PLATINOTYPE PRINTING.

Platinotype, which may be considered to be the most artistic of photographic printing processes, may be separated into its three modifications—the hot bath and cold bath, in which a faintly visible image is developed, and the Pizzighelli printing-out paper. The hot bath process, again, may be divided into the black and white and sepia papers. I intend to give you a rough outline of the preparation of the paper and working of these modifications, concluding by demonstrating the hot bath method, and handing around prints by it.


Platinotype may almost be styled an iron printing process, for, while no trace of iron or its salts is found in the finished print, certain salts of iron are mixed with the platinum salt, which is platinum combined with two atoms of chlorine (PtCl2), as a means for readily reducing it; this, however, cannot be effected without the presence of neutral oxalate of potash, hence the use of the oxalate bath. There is no platinum in the paper for the cold bath process, it being coated with ferric oxalate mixed with a very small quantity of chloride of mercury—somewhere about one grain to an ounce of ferric oxalate solution. When dry it is ready for exposure, which is about three times less than with silver printing.

Listed entries:
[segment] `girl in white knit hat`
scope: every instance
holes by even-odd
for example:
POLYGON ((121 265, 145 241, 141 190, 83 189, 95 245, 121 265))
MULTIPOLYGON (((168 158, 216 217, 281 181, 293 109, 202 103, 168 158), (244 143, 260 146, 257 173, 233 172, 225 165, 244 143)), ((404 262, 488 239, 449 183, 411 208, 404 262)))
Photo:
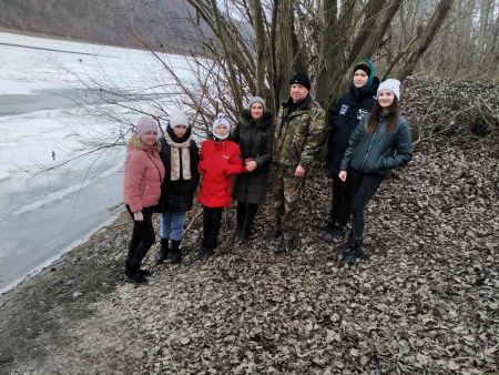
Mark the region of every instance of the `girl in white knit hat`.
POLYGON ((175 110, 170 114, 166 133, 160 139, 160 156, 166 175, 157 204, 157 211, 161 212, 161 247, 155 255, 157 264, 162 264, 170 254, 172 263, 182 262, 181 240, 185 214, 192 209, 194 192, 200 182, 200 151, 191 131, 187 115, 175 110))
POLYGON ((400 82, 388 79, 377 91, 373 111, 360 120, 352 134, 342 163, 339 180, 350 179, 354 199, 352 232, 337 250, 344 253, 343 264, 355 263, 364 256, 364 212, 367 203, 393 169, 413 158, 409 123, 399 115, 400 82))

Task goal: Can you retype the passage of the platinotype printing text above from "PLATINOTYPE PRINTING." up to and including "prints by it.", keeping every word and mark unchanged?

Reply:
PLATINOTYPE PRINTING.

Platinotype, which may be considered to be the most artistic of photographic printing processes, may be separated into its three modifications—the hot bath and cold bath, in which a faintly visible image is developed, and the Pizzighelli printing-out paper. The hot bath process, again, may be divided into the black and white and sepia papers. I intend to give you a rough outline of the preparation of the paper and working of these modifications, concluding by demonstrating the hot bath method, and handing around prints by it.